Task goal
Each line from the one that has "For every instance of the player's knee" through the final line of the listing is to be written out exactly, and no other line is.
─── Provided records ───
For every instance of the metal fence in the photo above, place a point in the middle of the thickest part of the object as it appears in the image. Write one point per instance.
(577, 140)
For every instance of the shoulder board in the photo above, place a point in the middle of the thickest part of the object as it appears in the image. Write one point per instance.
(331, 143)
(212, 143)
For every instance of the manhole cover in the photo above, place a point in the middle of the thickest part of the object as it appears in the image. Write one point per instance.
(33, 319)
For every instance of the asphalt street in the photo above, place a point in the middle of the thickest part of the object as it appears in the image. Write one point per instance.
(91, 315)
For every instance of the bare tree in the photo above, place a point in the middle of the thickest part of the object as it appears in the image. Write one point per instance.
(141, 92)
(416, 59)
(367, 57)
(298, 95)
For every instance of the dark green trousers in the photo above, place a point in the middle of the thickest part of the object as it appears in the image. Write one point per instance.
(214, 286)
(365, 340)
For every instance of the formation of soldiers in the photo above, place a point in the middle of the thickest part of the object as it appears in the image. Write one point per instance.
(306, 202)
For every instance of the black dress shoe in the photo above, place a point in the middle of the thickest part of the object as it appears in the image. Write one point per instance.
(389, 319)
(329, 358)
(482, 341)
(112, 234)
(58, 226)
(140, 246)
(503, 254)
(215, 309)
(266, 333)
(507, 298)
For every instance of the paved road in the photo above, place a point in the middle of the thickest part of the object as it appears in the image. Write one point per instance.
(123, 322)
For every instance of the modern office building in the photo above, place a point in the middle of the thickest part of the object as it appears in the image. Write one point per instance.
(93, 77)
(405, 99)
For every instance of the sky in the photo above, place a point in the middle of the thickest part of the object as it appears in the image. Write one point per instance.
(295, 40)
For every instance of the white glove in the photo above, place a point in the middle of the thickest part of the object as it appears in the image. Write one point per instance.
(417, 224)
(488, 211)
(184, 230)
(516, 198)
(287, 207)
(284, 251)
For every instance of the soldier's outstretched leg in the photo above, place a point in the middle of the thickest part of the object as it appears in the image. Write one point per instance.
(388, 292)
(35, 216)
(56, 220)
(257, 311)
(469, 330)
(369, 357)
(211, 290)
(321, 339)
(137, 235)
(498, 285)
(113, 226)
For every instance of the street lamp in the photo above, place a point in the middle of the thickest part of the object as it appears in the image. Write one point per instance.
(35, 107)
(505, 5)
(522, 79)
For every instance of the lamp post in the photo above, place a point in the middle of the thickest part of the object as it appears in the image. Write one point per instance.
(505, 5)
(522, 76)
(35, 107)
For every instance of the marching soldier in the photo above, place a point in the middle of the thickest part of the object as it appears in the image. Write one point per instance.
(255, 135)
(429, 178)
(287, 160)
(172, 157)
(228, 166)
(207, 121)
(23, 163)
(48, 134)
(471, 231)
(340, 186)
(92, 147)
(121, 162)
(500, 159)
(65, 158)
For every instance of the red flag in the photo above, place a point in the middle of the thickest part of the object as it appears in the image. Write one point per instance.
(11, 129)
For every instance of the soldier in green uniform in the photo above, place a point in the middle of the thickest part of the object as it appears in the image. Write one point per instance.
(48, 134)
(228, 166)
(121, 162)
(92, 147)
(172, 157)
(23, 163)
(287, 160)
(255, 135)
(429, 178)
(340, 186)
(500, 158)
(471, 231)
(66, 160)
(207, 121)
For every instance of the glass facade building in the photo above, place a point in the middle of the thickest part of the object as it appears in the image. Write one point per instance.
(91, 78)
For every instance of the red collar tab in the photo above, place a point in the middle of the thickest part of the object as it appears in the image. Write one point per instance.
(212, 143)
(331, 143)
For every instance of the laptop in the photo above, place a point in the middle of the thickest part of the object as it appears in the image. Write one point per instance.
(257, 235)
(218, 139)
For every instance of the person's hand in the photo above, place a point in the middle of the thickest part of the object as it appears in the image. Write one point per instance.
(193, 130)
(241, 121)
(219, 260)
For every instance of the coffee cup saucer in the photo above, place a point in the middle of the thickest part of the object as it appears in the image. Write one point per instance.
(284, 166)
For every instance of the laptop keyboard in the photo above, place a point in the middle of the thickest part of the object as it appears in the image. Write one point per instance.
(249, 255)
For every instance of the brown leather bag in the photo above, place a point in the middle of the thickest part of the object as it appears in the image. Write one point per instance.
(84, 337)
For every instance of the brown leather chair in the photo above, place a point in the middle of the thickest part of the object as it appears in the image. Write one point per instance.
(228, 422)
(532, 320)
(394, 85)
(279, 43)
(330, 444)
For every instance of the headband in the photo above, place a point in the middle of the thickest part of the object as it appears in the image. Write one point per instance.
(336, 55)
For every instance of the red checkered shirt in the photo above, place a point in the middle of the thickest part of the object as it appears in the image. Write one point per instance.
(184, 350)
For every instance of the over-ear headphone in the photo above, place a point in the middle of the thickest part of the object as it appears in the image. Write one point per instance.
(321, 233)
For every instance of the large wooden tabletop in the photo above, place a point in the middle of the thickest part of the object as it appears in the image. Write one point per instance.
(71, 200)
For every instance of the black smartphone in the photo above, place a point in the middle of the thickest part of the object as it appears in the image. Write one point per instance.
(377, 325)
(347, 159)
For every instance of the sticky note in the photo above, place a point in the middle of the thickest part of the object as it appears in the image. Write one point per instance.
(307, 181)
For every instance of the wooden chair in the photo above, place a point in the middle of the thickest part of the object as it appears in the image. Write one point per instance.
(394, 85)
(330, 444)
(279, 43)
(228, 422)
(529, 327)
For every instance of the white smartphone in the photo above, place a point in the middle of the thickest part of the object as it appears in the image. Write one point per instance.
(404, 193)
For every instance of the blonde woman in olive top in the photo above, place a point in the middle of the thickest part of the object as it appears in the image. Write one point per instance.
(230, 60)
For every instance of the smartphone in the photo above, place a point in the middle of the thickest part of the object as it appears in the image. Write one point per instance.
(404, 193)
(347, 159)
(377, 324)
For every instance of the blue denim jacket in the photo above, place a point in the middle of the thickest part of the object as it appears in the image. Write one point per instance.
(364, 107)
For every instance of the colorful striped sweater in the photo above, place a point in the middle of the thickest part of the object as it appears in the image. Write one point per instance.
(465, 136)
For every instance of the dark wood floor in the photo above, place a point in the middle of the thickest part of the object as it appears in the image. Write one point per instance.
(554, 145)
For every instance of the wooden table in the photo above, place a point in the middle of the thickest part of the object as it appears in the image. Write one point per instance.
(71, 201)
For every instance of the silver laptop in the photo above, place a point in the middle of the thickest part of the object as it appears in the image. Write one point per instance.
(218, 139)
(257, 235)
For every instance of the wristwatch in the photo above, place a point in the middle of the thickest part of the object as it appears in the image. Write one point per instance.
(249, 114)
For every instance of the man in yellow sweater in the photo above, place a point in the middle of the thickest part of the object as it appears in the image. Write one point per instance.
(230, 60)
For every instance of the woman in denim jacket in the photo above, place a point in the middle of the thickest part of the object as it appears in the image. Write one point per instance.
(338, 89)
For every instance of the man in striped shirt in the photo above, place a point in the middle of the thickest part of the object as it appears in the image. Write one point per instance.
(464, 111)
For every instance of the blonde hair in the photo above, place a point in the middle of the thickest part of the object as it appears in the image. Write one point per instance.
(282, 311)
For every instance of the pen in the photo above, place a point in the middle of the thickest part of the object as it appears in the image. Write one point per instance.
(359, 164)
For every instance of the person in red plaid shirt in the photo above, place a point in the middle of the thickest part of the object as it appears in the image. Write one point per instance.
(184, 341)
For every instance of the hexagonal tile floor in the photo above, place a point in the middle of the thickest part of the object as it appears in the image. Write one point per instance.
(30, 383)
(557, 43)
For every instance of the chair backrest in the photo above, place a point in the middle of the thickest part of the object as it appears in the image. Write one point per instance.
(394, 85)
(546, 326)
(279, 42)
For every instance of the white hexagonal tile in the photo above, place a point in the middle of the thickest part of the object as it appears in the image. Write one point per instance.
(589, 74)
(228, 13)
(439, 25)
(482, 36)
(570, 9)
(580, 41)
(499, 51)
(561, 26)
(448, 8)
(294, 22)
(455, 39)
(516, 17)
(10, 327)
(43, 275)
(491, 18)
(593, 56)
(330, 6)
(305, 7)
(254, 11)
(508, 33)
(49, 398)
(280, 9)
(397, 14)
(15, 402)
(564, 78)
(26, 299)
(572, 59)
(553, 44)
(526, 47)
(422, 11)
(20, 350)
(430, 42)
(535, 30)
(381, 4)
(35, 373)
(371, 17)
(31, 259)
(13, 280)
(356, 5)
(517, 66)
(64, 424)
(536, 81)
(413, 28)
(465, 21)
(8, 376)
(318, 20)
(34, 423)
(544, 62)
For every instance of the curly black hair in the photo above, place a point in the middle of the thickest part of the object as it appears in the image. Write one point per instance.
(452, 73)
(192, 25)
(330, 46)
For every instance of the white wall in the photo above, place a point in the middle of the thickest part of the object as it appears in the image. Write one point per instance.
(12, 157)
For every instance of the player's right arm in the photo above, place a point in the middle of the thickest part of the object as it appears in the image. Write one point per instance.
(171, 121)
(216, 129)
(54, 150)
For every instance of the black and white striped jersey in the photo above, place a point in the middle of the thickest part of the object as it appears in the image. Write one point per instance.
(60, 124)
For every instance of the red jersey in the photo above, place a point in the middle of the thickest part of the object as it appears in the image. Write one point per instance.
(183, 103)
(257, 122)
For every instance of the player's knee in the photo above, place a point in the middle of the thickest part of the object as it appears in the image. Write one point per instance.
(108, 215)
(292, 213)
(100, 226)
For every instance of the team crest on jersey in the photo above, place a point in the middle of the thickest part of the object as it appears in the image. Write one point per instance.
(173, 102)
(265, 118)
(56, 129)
───
Expected output
For every instance of the player's knee in the photo above, place a point in the middle of the thickest part of the object as it appears in the image. Write one point per instance.
(108, 215)
(292, 213)
(100, 226)
For every instance of the team crest on jersey in the photo above, place a point in the middle of the thickest part of the object as it appears in the image. Write one point per instance.
(173, 102)
(265, 118)
(56, 129)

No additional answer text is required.